Betrachtungen zum Wochenausklang: Perspektiven und Wahrnehmungen

Stormarner Tageblatt  20.02.2021

Stormarner Wochenschau

Perspektiven und Wahrnehmungen

Licht- und Schattenspiele in Stormarn: Aufforstung in Reinbek, Abholzung in Bargteheide.megi balzer
Licht- und Schattenspiele in Stormarn: Aufforstung in Reinbek, Abholzung in Bargteheide.megi balzer

Patrick Niemeier, Stephan Poost und Volker Stolten
Blindflug
Zahlen ordnen die Welt. Auch und gerade in Corona-Zeiten. Wie ist die Inzidenz in Bayern, warum steigt sie in Sachsen? Wie viele Menschen sterben täglich? Die Antworten auf diese Fragen bestehen aus Zahlen, die uns helfen, die Krise einzuordnen. Manchmal sind die Zahlen verfügbar, werden aber zurückgehalten. So wie es der Kreis Stormarn tut, der genau weiß, in welchen Städten und Gemeinden Corona-Fälle auftreten und vor allem auch wie viele. Er gibt die Zahlen jedoch nicht heraus. Zumindest nicht an die Öffentlichkeit.

Aufgaben »
1. Was steht in der Stormarner Wochenschau dazu?
(a) In welcher Zeitung und an welchem Datum ist sie erschienen?
(b) Wo wird laut Bildzeile aufgeforstet und wo abgeholzt?
(c) Welche Zahlen gibt der Kreis Stormarn nicht an die Öffentlichkeit heraus?
2. Wie könnte die Stormarner Wochenschau nach dem Satz „Zumindest nicht an die Öffentlichkeit.“ weitergehen? Knüpfe dort an und schreibe einige Sätze.
Die Zeilen darunter stammen aus einer anderen Quelle als der Zeitungstext.

Ausgelesene Zeilen »
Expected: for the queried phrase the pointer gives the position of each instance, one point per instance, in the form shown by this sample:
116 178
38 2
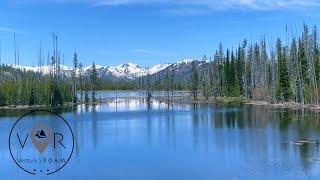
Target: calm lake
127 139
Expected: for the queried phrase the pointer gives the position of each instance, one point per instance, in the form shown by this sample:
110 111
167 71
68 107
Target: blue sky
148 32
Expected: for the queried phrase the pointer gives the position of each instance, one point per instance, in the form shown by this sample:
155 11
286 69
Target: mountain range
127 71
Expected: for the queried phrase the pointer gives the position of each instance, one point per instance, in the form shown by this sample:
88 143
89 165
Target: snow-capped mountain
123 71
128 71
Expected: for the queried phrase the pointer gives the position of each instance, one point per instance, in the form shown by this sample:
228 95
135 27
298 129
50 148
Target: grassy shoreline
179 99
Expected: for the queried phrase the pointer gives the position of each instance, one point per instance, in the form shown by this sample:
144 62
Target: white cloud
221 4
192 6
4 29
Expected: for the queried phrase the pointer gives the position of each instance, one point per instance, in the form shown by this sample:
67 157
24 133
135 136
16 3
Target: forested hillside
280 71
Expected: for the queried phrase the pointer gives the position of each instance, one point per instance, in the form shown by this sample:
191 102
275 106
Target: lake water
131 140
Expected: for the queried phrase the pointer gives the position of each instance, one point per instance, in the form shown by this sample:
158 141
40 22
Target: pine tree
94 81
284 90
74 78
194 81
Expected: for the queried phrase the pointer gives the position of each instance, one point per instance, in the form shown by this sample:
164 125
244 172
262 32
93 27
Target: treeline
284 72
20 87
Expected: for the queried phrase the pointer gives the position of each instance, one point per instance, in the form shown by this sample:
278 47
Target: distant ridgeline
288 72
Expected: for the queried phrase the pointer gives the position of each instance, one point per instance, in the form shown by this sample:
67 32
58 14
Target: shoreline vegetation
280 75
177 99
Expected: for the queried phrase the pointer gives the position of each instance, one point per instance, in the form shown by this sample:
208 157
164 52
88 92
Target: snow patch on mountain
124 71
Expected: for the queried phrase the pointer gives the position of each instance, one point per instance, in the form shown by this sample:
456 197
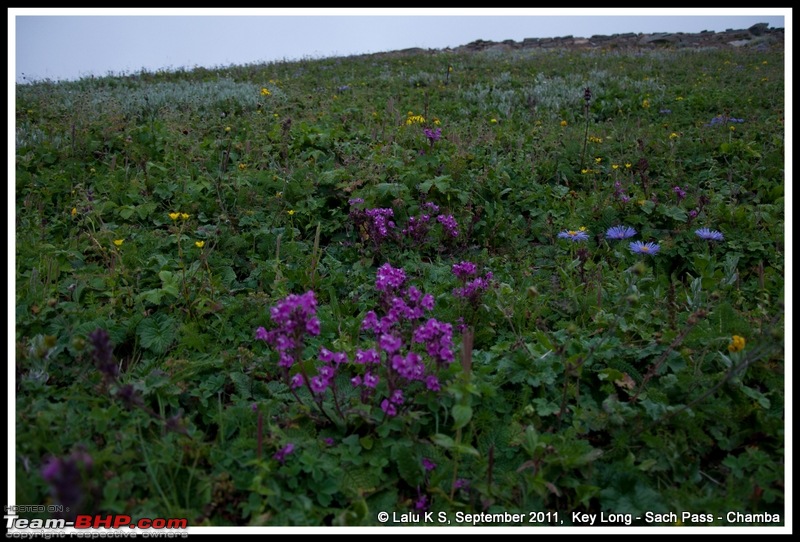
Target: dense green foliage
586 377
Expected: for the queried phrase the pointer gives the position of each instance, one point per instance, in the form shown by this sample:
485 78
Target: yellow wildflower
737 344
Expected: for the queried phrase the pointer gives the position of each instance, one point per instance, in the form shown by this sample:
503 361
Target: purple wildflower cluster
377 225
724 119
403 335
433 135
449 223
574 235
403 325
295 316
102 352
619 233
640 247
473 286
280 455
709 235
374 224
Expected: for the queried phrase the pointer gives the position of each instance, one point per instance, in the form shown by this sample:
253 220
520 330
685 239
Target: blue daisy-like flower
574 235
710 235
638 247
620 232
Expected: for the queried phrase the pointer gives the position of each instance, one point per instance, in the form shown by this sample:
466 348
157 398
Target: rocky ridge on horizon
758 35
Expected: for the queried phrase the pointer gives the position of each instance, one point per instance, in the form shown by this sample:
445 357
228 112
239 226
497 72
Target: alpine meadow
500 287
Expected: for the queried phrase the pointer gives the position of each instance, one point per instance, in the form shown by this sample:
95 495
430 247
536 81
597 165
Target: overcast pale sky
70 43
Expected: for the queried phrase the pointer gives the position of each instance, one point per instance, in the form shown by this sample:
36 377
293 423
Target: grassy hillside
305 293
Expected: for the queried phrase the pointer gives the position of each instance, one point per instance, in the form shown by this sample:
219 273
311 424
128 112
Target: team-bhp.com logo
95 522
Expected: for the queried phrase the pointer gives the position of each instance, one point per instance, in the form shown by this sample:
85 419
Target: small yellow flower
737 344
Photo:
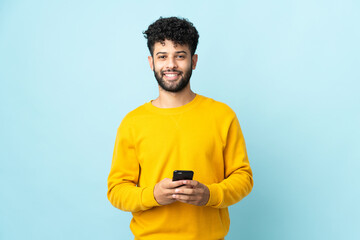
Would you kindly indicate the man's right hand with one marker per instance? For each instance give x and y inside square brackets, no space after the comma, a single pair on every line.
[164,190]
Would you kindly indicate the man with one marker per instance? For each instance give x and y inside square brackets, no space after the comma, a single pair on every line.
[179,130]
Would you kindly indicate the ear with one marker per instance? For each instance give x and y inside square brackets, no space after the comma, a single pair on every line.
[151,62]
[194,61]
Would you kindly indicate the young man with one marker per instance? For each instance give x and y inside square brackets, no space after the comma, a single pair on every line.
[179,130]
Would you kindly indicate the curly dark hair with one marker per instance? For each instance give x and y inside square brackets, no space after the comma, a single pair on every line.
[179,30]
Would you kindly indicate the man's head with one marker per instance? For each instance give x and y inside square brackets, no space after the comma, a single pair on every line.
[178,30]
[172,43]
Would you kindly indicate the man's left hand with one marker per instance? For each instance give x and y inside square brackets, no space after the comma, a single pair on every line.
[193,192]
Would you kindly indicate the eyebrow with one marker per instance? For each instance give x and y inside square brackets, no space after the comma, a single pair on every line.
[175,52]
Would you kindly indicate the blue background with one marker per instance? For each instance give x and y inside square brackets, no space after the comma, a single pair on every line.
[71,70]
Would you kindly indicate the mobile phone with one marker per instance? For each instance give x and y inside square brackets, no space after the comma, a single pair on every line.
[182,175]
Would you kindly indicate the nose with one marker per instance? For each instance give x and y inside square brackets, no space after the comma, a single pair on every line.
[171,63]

Antworten »
1.
(a) Im Stormarner Tageblatt am 20.02.2021.
(b) Aufgeforstet wird in Reinbek, abgeholzt in Bargteheide.
(c) Die Zahlen darüber, in welchen Städten und Gemeinden Corona-Fälle auftreten und wie viele es jeweils sind.

2.
Die Politik, die Verwaltungen, die Bürgermeister bekommen die Zahlen, dem Bürger werden sie vorenthalten, der Bürger wird fast schon entmündigt. Lieber Landrat, lieber Dr. Henning Görtz, wenn der Stormarner nicht im Blindflug durch die Krise fliegen soll, braucht er Informationen. Und zwar, alle Infos, die vorhanden sind!Ansonsten füttert man auch nur die Kanäle der Verschwörungsschwurbler und erweckt den Eindruck, dass die Zahlen viel schrecklicher und geheimnisumwobener sind, als sie es tatsächlich sein können.

Kontrastprogramm
In Bargteheide Flop, in Reinbek top. Während in Bargteheide unzählige Bäume auf einer Fläche von 3500 Quadratmetern unter dubiosen Umständen dem Erdboden gleichgemacht werden und für negative Schlagzeilen sorgen, werden in Reinbek in naher Zukunft 2200 neue Bäume aus dem Boden wachsen und der Wald auf einer Fläche von 4400 Quadratmetern aufgepäppelt, was für positive Schlagzeilen sorgt.
Während in Bargteheide Naturschützer und Waldfreunde die Hände über den Kopf zusammenschlagen, schlagen die sich in Reinbek ob der guten Botschaft begeistert auf die Schenkel und freuen sich über die Allianz aus Stadt, Landwirtschaftskammer und Forstbehörde, die den Wald für die Zukunft wappnen und widerstandsfähiger machen wollen. Hier hilft man sich, arbeitet Hand in Hand und zusammen. In Bargteheide schlägt man die Hand aus, arbeitet gegeneinander, leider!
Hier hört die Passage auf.